Work task 1: According to the agent reasoning stack page, what is the focus of the Reasoning layer?
Work task 2: Rewrite the agent reasoning stack page starting at "The full reasoning" and ending at "Types and Fungibility)", renaming "invariants" to "constraints" throughout.

Given passage:
■ ■ ■ ■
Asset Core Docs

Deterministic world-state engine documentation and API references.

Decision Gate docs

Agent Reasoning Stack

This page summarizes the four-layer reasoning stack we give agents during Asset Core runs so decisions stay deterministic, auditable, and aligned with the operation catalog.

Think of it as the operational view of the mental model introduced in the Docs overview and Concepts.

Each layer is intentionally narrow: the agent only needs the layer that matches the current question.

The full reasoning corpus is a living set of documents; scenario manifests pin the exact revision used for any run pack.

The four layers

1) Reasoning (Conceptual Layer)

Defines the world model and invariants: namespaces, containers, determinism, and fixed-point rules.

  • Focus: why the system behaves the way it does.
  • Outputs: invariants that must never be violated.

2) Ontology (Entity Types and Fungibility)

Defines what exists: classes, instances, fungible quantities, and which container kinds can hold them.

  • Focus: what entities and containers mean.
  • Outputs: valid representations for a domain’s entities.

3) Decision (Tool Selection)

Maps intent to concrete reads, writes, and error handling rules.

  • Focus: which tool or operation to call next.
  • Outputs: a safe commit plan and required preflight reads.

4) Pattern (Operational Playbook)

Turns decisions into step-by-step sequences with verification checks.

  • Focus: how to execute common workflows correctly.
  • Outputs: commit sequences and verification steps.

How the stack is used

Agents move from intent to commit by walking the stack in order.

  1. Reasoning: validate invariants and model assumptions.
  2. Ontology: choose entity representation and container kinds.
  3. Decision: pick tools and structure the commit.
  4. Pattern: execute and verify.

What the agent receives

For scenario runs, we provide the four documents below plus the Action Reference and Tooling Manifest.

These downloadable guides are snapshots from production runs. They may lag current documentation and are not normative; use the Action Reference and Tooling Manifest for the canonical contract.

How to read the stack

If you are new, read Reasoning, then Ontology, then Decision, and finish with the Playbook.

If you are diagnosing a run, jump to the layer that matches the failure mode and verify the surrounding constraints.

Legitimacy notes

Scenario manifests record the commit SHA for the reasoning corpus used during the run so readers can inspect the exact inputs the agent saw even as the documents evolve.
■ ■ ■ ■
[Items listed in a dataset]
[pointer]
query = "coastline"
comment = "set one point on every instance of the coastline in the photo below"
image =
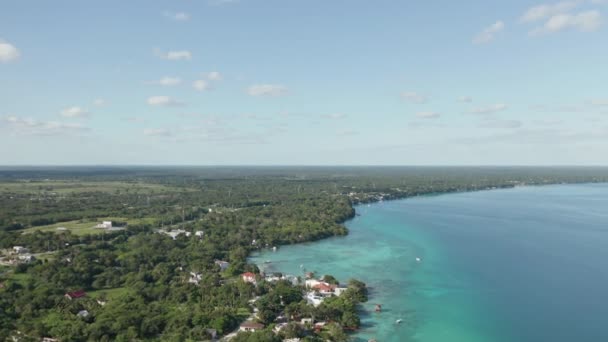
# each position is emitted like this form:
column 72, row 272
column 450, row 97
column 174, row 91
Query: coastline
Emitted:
column 324, row 254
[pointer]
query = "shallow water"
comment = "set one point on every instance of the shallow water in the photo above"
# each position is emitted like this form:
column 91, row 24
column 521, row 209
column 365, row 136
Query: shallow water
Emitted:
column 523, row 264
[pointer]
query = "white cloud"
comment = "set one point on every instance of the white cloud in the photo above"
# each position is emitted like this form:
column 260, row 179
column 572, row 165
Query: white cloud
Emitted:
column 178, row 55
column 544, row 11
column 163, row 101
column 99, row 102
column 488, row 109
column 221, row 2
column 334, row 116
column 414, row 97
column 346, row 132
column 501, row 124
column 428, row 115
column 584, row 21
column 270, row 90
column 8, row 52
column 157, row 132
column 74, row 112
column 177, row 16
column 487, row 34
column 168, row 81
column 214, row 76
column 29, row 126
column 200, row 85
column 599, row 102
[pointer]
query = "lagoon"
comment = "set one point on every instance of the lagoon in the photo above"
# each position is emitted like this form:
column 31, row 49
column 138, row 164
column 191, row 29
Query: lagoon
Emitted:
column 522, row 264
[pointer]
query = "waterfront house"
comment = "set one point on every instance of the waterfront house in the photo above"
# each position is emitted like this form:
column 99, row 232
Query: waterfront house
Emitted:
column 324, row 288
column 195, row 278
column 104, row 225
column 75, row 294
column 251, row 326
column 222, row 264
column 248, row 277
column 26, row 258
column 313, row 299
column 20, row 250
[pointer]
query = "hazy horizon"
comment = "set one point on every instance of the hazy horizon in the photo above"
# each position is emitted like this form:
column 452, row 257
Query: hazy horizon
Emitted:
column 252, row 82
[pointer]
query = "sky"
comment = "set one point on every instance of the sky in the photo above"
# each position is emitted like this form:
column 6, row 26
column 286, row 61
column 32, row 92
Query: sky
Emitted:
column 315, row 82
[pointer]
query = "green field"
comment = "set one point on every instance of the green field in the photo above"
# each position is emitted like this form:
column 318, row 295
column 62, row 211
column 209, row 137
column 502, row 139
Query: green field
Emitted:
column 65, row 187
column 84, row 227
column 108, row 294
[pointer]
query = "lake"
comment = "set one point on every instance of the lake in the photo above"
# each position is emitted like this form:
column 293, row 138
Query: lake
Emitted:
column 522, row 264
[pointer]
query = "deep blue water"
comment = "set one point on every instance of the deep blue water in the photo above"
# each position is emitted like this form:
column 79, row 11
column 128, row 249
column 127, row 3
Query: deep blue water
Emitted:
column 523, row 264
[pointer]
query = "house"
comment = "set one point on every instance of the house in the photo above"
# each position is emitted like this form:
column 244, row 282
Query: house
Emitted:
column 175, row 233
column 319, row 326
column 20, row 250
column 279, row 327
column 249, row 277
column 75, row 294
column 27, row 258
column 104, row 225
column 306, row 321
column 251, row 326
column 338, row 291
column 311, row 283
column 325, row 288
column 212, row 333
column 313, row 299
column 222, row 264
column 195, row 278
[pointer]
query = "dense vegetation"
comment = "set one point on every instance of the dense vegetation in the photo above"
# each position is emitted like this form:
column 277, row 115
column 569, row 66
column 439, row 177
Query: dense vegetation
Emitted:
column 137, row 280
■ ■ ■ ■
Answer space 1: Why the system behaves the way it does.

Answer space 2:
The full reasoning corpus is a living set of documents; scenario manifests pin the exact revision used for any run pack.

The four layers

1) Reasoning (Conceptual Layer)

Defines the world model and constraints: namespaces, containers, determinism, and fixed-point rules.

  • Focus: why the system behaves the way it does.
  • Outputs: constraints that must never be violated.

2) Ontology (Entity Types and Fungibility)